= Extrait du texte =
== == ==

Par Laetitia Santos
Posté le 30 janvier 2018
C’est dans la vallée d’Aït Aïssa, au cœur du Haut-Atlas marocain, qu’est née l’association du même nom pour laquelle Babel Voyages a eu le coup de cœur tout ce mois-ci. Après de longues marches glacées dans l’isolement du Moyen-Atlas enneigé, nous avons fait une incursion jusque dans le Haut-Atlas plus clément, pour remonter jusqu’en Aït Aïssa, aux sources de l’association. Récit d’une nuit chez Mohammed et Hafida, dans une famille comme il en existe plein des comme ça dans ce coin là…
Aït Yahya, 12 janvier 2018.
Mohammed nous a ouvert grand la porte de sa maison où il vit avec sa femme, Hafida, leurs enfants, dont le petit dernier tout emmailloté n’a que deux mois, et tous ceux en mal de solitude qui vont et qui viennent comme dans leur propre chez-eux. À l’image de cette vieille veuve qui passe ses journées ici, assise près du feu, et ne rentre que pour aller retrouver sa couche, comme si les âmes de cette maison qui s’affairaient autour d’elle donnaient vie à la sienne pour le temps lui restant…
Ce soir là, dans la cuisine et la chaleur du foyer, une douzaine d’hommes et de femmes sont réunis, jeunes et vieux mélangés, tous serrés en rang d’oignons autour du feu pour se réchauffer. Ces "Hommes Libres" - Amazigh en berbère - se sont rassemblés pour célébrer Yennayer, le Nouvel An Berbère et l’arrivée de l’an 2968 de leur calendrier. Un calendrier qui débute 950 ans avant la naissance du Christ, à la date de l’accession au trône du Pharaon du Berbère Sheshonq Ier, fondateur de la XXIème dynastie.
Au Maroc, les Berbères seraient entre 12 et 15 millions soit un peu plus de 40 % de la population. Des individus fiers de leur culture, et les plus anciens habitants de l’Afrique du Nord, où ils sont dispersés entre Maroc, Tunisie, Algérie, Libye, Égypte, Mauritanie et même Mali, Niger et Burkina Faso. Au Maroc, le tamazight est reconnu comme langue officielle au même titre que l’arabe. Les Hommes Libres ont aussi leur étendard, qu’ils brandissent avec fierté pour défendre leur singularité au sein du monde arabe : le bleu pour la mer Méditerranée, le vert pour les plaines et les montagnes, le jaune pour les sables du Sahara et le rouge pour la lettre Z au centre, symbole de la résistance berbère.

== == ==

= Données recueillies =
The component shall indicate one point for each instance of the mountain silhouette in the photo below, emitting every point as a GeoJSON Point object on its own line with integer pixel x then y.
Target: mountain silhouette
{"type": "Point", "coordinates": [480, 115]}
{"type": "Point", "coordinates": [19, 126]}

== == ==

= Tâches demandées =
A - Extrayez du récit de voyage, sans en modifier un mot, le passage qui s'ouvre sur les mots contenant "Par Laetitia Santos" et se clôt sur "12 janvier 2018.".
B - Répondez aux questions suivantes d'après le récit de voyage :
(i) Quel âge a le plus jeune enfant de Mohammed et Hafida ?
(ii) Quelle part de la population du Maroc les Berbères représenteraient-ils ?
(iii) Que symbolise la couleur verte de l'étendard berbère ?
C - Poursuivez le récit de voyage au Haut-Atlas à partir de sa dernière phrase.

= Réponses fournies =
A -
Par Laetitia Santos
Posté le 30 janvier 2018
C’est dans la vallée d’Aït Aïssa, au cœur du Haut-Atlas marocain, qu’est née l’association du même nom pour laquelle Babel Voyages a eu le coup de cœur tout ce mois-ci. Après de longues marches glacées dans l’isolement du Moyen-Atlas enneigé, nous avons fait une incursion jusque dans le Haut-Atlas plus clément, pour remonter jusqu’en Aït Aïssa, aux sources de l’association. Récit d’une nuit chez Mohammed et Hafida, dans une famille comme il en existe plein des comme ça dans ce coin là…
Aït Yahya, 12 janvier 2018.

B -
(i) Il n'a que deux mois.
(ii) Un peu plus de 40 %.
(iii) Les plaines et les montagnes.

C -
Quel plaisir alors de vivre l’expérience de ces festivités à leurs côtés, avec simplicité, en partageant un grand plat de couscous
Vivre le quotidien des Berbères, c’est expérimenter la vie en communauté. Dormir à même le sol allongé près de voisins que nous ne connaissions pas la veille, manger tous ensemble dans le même plat, en rompant le même pain, en l’imprégnant d’une même sauce, goûter à la vie simple, sans réseau téléphonique mais avec du courant pur passant entre les gens présents autour de vous à l’instant T, sans course contre la montre, sans marque apposée sur ses vêtements, sans fards, juste tout le monde sur le même plan… Les Berbères ont cette façon de vivre qui met chacun dans le même bain…
Au lever, on aide Fatima à préparer les msemen qui nous régalerons pour le petit-déjeuner. Plier la pâte, l’étirer, la huiler, recommencer… Tout un art que l’on affine en compagnie des femmes de la maison, dont les visages nous apparaissent vite comme familiers avec cette forte proximité.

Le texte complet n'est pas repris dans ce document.